▶ **EXERCISE DIRECTIONS**
Before printing, remove every picture; then print the lines below exactly, from the first line through the line containing "Tag the windblown".
::: DATASET
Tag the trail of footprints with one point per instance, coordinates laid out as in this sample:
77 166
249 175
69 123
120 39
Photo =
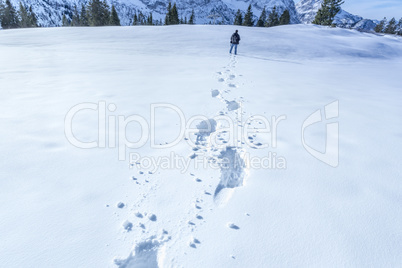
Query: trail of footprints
232 176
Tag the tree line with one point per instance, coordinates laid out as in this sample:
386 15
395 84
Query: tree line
95 13
265 20
389 27
11 18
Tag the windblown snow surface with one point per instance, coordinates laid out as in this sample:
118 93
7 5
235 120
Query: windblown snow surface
293 94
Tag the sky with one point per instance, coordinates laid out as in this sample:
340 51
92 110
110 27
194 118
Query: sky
374 9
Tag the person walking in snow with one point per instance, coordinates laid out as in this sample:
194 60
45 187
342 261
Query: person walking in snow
234 41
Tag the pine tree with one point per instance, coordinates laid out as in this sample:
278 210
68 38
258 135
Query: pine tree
33 21
75 21
24 19
379 28
248 18
9 17
192 18
114 17
98 13
391 27
263 18
285 18
273 18
327 12
84 16
399 27
238 18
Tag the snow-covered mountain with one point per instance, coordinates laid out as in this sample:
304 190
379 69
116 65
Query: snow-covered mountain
64 206
50 12
307 10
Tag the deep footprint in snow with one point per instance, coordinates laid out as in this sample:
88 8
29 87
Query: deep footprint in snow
144 254
232 105
232 170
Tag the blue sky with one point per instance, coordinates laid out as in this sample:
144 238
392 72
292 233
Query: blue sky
374 9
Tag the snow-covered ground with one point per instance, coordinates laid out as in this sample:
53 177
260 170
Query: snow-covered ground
66 206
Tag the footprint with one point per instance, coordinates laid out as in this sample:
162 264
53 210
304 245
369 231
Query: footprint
233 226
144 254
214 93
232 105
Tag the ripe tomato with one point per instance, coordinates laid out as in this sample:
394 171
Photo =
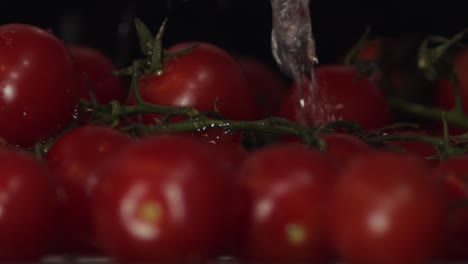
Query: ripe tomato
422 149
203 78
38 84
339 94
28 207
285 190
161 200
445 93
96 70
386 209
453 175
267 84
343 147
73 160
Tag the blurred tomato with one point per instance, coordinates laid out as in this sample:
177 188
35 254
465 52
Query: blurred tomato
453 175
73 160
28 208
266 82
96 70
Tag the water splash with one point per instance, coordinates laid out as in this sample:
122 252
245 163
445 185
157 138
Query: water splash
293 47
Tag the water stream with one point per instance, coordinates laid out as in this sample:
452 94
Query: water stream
293 48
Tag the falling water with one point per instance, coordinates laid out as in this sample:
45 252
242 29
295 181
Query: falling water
293 46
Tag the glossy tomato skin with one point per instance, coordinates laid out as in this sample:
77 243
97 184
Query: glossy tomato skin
343 147
97 69
338 94
28 206
445 91
387 209
203 78
73 160
452 174
266 82
38 84
161 199
285 190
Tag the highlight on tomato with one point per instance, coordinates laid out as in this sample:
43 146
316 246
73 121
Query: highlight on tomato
39 90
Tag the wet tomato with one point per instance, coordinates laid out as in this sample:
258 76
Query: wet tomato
266 82
97 70
39 89
338 94
387 209
73 160
206 78
343 147
161 199
284 195
28 207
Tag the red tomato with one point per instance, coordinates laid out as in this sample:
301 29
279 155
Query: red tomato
96 70
343 147
38 84
339 94
73 160
445 93
28 208
161 200
422 149
267 84
203 78
285 189
386 209
453 174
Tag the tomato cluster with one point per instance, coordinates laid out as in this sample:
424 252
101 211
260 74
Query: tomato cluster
202 154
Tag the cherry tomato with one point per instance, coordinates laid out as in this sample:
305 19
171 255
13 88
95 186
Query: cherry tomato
445 93
97 71
343 147
38 84
453 175
422 149
73 160
28 207
161 200
339 94
204 78
267 83
285 190
386 209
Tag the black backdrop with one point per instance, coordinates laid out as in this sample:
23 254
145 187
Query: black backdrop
240 26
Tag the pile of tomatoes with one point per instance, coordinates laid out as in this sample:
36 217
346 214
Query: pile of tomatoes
73 186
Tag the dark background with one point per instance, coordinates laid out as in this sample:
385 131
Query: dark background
241 26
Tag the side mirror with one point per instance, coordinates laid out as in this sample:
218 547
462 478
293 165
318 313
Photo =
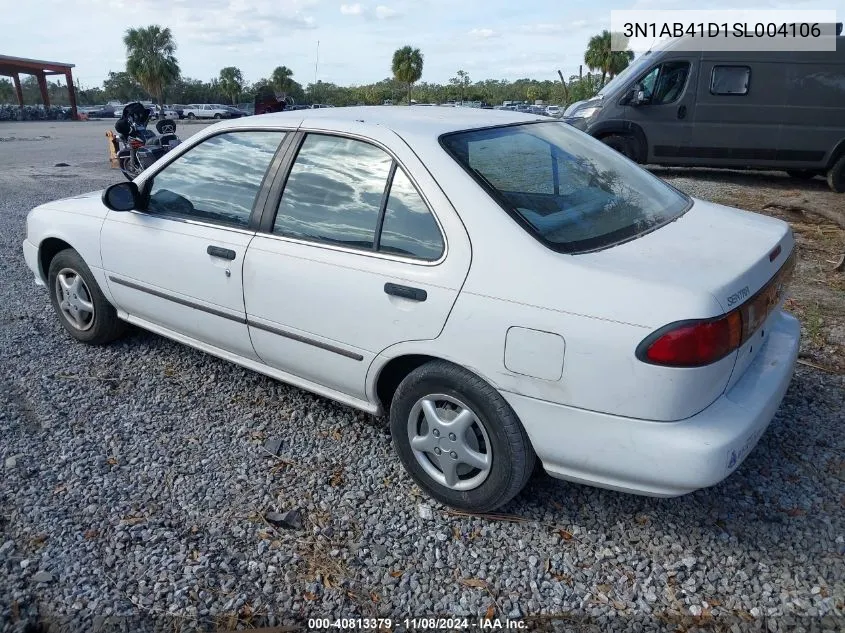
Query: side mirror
124 196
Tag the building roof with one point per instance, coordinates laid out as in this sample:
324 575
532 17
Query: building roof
11 65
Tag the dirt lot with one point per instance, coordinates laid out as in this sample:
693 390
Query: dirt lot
818 289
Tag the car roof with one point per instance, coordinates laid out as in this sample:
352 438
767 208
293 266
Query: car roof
426 121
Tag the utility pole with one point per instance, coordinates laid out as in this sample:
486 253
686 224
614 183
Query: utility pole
316 66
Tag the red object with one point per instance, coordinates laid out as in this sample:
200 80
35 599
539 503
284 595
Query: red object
697 343
700 342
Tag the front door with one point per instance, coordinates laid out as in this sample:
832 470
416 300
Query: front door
666 111
178 263
355 259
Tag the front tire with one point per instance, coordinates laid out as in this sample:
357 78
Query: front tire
459 439
836 176
83 310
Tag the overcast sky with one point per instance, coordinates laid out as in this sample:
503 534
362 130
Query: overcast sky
500 39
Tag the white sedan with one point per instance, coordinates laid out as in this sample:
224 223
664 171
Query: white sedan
506 287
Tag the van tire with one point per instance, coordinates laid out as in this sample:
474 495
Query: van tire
625 145
836 176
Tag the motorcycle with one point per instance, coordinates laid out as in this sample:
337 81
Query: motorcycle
140 146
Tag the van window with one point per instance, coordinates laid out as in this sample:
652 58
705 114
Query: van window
665 83
730 80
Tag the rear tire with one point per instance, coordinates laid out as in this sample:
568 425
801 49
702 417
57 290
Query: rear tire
625 145
83 310
802 174
476 466
836 176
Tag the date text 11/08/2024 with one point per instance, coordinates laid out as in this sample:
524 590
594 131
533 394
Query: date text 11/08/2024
416 624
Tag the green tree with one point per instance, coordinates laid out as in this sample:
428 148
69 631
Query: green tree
461 81
407 66
150 60
281 79
123 87
231 82
600 56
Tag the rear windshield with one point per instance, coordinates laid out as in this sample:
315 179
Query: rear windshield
570 191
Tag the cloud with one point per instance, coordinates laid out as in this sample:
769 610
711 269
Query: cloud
483 34
385 13
351 9
547 29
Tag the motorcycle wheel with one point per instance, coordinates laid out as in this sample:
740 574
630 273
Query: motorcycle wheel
130 168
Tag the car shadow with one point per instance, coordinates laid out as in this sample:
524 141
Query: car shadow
773 179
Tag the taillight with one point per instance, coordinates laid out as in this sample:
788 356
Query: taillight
693 343
703 341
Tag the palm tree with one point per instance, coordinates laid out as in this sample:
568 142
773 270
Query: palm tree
231 82
150 60
461 81
281 78
601 56
407 66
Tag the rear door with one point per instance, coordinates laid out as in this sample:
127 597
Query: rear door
738 121
359 252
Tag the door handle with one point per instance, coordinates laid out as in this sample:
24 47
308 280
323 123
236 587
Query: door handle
406 292
222 253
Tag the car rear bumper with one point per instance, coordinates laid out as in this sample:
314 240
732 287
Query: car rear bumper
665 459
30 255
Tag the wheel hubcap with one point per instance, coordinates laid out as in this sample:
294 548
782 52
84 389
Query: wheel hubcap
450 442
74 299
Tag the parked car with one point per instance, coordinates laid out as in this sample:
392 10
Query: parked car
206 111
98 112
642 349
741 109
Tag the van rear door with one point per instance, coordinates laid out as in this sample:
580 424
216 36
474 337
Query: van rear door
740 110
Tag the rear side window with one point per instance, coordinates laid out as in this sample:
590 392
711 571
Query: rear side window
350 193
730 80
570 191
334 192
409 229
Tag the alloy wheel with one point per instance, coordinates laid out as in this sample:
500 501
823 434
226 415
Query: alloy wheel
450 442
74 299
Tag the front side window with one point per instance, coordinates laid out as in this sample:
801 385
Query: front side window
570 191
730 80
217 180
665 83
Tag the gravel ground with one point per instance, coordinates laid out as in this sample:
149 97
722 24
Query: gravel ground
137 477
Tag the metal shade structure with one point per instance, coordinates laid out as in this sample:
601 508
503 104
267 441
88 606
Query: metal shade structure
15 66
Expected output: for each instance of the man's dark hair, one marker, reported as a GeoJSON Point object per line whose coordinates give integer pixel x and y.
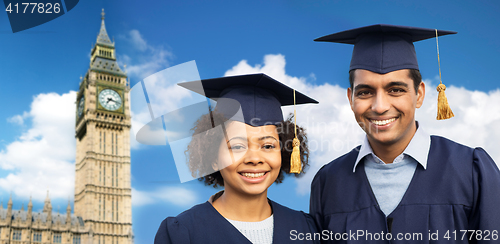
{"type": "Point", "coordinates": [414, 75]}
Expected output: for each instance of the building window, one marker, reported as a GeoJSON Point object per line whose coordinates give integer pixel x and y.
{"type": "Point", "coordinates": [76, 239]}
{"type": "Point", "coordinates": [116, 210]}
{"type": "Point", "coordinates": [104, 142]}
{"type": "Point", "coordinates": [37, 236]}
{"type": "Point", "coordinates": [116, 177]}
{"type": "Point", "coordinates": [16, 235]}
{"type": "Point", "coordinates": [116, 143]}
{"type": "Point", "coordinates": [57, 238]}
{"type": "Point", "coordinates": [112, 210]}
{"type": "Point", "coordinates": [112, 143]}
{"type": "Point", "coordinates": [99, 207]}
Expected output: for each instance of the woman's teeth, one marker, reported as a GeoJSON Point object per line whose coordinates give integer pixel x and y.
{"type": "Point", "coordinates": [382, 122]}
{"type": "Point", "coordinates": [253, 175]}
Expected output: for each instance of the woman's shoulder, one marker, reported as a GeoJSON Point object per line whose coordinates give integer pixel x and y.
{"type": "Point", "coordinates": [285, 210]}
{"type": "Point", "coordinates": [178, 229]}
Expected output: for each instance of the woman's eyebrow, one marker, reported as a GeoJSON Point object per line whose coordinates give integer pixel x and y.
{"type": "Point", "coordinates": [237, 138]}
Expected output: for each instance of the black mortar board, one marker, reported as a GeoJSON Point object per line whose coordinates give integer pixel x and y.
{"type": "Point", "coordinates": [259, 96]}
{"type": "Point", "coordinates": [383, 48]}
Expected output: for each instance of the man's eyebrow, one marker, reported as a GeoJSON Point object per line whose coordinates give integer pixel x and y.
{"type": "Point", "coordinates": [266, 137]}
{"type": "Point", "coordinates": [396, 83]}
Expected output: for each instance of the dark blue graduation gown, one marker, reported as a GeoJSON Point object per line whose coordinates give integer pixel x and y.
{"type": "Point", "coordinates": [203, 224]}
{"type": "Point", "coordinates": [459, 190]}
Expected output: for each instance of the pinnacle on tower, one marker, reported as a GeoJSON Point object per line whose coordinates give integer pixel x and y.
{"type": "Point", "coordinates": [103, 37]}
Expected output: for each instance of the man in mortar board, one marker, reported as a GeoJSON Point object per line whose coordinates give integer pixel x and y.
{"type": "Point", "coordinates": [401, 183]}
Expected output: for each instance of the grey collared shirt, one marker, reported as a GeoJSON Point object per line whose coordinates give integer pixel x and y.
{"type": "Point", "coordinates": [389, 182]}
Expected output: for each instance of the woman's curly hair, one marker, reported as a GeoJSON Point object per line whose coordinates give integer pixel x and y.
{"type": "Point", "coordinates": [202, 151]}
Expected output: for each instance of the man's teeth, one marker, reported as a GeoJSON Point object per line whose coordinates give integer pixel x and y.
{"type": "Point", "coordinates": [383, 122]}
{"type": "Point", "coordinates": [253, 175]}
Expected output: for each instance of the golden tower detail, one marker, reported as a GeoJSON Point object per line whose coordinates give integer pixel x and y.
{"type": "Point", "coordinates": [103, 195]}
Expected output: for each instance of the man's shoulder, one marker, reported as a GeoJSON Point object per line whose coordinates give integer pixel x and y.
{"type": "Point", "coordinates": [444, 146]}
{"type": "Point", "coordinates": [443, 141]}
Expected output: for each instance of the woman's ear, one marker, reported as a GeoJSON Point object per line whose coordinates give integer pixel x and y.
{"type": "Point", "coordinates": [215, 166]}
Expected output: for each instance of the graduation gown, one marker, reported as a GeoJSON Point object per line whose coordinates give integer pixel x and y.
{"type": "Point", "coordinates": [459, 191]}
{"type": "Point", "coordinates": [203, 224]}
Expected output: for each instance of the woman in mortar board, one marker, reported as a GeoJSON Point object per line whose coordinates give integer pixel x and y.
{"type": "Point", "coordinates": [250, 151]}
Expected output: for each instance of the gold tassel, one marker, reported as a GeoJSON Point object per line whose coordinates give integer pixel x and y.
{"type": "Point", "coordinates": [295, 164]}
{"type": "Point", "coordinates": [444, 110]}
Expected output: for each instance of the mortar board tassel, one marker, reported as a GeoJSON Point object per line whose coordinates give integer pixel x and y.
{"type": "Point", "coordinates": [444, 110]}
{"type": "Point", "coordinates": [295, 164]}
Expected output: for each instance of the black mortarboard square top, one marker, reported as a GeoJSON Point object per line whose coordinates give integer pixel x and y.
{"type": "Point", "coordinates": [383, 48]}
{"type": "Point", "coordinates": [259, 96]}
::::::
▶ **COMPLETED EXERCISE**
Tag the trail of footprints with one point per instance, coordinates laid out as in this sample:
77 166
249 175
69 123
120 39
Photo =
Query: trail of footprints
232 176
Tag the tree line with one point per instance, coordinates laid out as in this sample:
386 15
395 84
Query: tree line
95 13
265 20
389 27
11 18
Tag the windblown snow surface with one point per instance, coordinates laid out as in this sample:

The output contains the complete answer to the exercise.